= WHAT YOU SHOULD DO =
Rewrite the stretch of lines below, from the line containing "Confirm that each instance of the butterfly wing" through the end of the lines, as a numbered list with blank lines left out. Leave the pictures out of your answer.

= TASK DATA =
-- Begin --
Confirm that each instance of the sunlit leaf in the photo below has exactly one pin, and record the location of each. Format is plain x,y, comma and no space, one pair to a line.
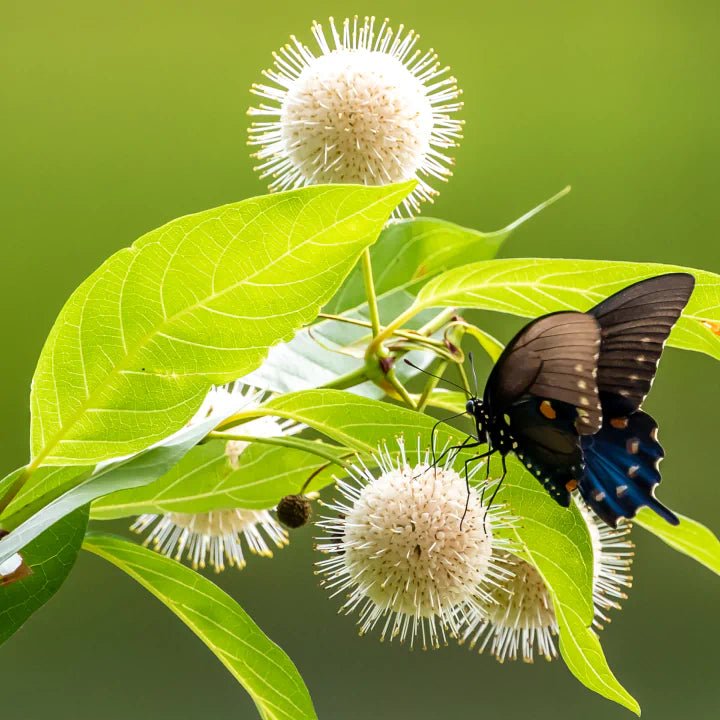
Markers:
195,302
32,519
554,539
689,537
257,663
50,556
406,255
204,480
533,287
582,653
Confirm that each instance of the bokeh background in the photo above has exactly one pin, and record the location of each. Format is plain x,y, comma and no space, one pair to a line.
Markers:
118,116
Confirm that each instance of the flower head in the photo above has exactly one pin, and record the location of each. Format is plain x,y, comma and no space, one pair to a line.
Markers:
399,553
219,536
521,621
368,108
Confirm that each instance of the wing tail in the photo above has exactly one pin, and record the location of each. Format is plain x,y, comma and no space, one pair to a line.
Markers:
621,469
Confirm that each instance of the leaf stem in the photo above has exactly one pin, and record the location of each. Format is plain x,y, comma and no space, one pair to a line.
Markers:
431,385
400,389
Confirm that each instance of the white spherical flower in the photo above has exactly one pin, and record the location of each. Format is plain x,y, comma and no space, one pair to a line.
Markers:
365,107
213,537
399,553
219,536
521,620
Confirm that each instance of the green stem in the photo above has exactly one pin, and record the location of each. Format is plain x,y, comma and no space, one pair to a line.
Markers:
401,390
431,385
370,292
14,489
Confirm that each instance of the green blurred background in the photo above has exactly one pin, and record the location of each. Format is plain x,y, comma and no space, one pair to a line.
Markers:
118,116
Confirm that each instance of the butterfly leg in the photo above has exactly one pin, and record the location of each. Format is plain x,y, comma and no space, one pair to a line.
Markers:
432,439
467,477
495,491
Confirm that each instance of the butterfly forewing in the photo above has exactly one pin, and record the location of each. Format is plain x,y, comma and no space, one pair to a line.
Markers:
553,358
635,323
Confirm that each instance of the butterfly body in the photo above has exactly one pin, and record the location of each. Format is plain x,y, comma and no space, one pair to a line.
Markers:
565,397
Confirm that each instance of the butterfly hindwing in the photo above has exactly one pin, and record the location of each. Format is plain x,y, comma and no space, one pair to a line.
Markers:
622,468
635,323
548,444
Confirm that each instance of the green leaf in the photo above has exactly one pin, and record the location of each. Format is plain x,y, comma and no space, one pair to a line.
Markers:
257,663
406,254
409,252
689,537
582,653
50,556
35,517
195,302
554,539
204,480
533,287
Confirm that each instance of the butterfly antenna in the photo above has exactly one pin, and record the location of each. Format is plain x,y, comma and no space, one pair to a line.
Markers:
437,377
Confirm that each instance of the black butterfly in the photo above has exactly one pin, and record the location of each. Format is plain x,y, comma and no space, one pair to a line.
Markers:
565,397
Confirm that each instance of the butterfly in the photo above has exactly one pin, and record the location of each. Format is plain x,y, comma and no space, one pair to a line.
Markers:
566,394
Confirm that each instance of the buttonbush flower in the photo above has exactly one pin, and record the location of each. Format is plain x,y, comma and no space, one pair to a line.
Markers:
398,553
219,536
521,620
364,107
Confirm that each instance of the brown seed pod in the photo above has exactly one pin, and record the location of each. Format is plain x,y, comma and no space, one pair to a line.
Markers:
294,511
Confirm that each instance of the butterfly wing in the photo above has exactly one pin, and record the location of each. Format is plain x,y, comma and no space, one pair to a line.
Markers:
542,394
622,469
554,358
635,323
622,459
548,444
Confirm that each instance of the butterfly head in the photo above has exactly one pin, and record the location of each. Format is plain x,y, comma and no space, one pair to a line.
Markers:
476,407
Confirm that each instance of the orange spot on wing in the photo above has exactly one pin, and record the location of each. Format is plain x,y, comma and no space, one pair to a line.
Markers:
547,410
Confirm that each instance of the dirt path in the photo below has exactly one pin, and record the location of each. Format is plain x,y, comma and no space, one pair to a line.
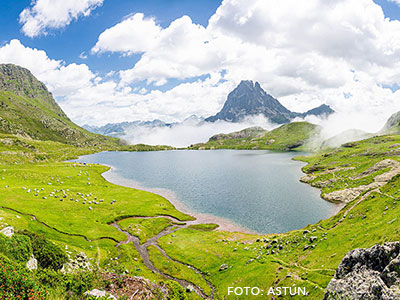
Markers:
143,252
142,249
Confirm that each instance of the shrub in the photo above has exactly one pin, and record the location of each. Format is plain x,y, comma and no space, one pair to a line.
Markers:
-- End --
= CORRECT RESPONSE =
1. Confirm that each instance of the butterfly wing in the photo above has exactly one pin, and record the location of each. Format is plain x,y, comma and no space, one pair to a line.
2. Markers:
3. 542,394
4. 622,469
5. 554,358
6. 635,323
7. 622,459
8. 548,444
9. Confirm that each instance of the butterfly head in the photo above has exactly one pin, and record the location of each. Format is plain x,y, comma and no space, one pair to a line.
10. Markers:
11. 476,407
12. Confirm that each instance of the orange spot on wing in the photo above has exactly one pin, and record the location of each. Format is plain x,y, comma and no space, one pair to a line.
13. Markers:
14. 547,410
15. Confirm that each instance of the dirt path in the photo below has exactly one pin, and record the location of each. Format is plain x,y, comma and no space, one pair to a line.
16. Markers:
17. 143,252
18. 142,249
19. Confirm that each instance of the shrub in the photo above has exactly one pin, and record the location of each. Format is plain x,y, comma and no space, one pair to a line.
20. Markers:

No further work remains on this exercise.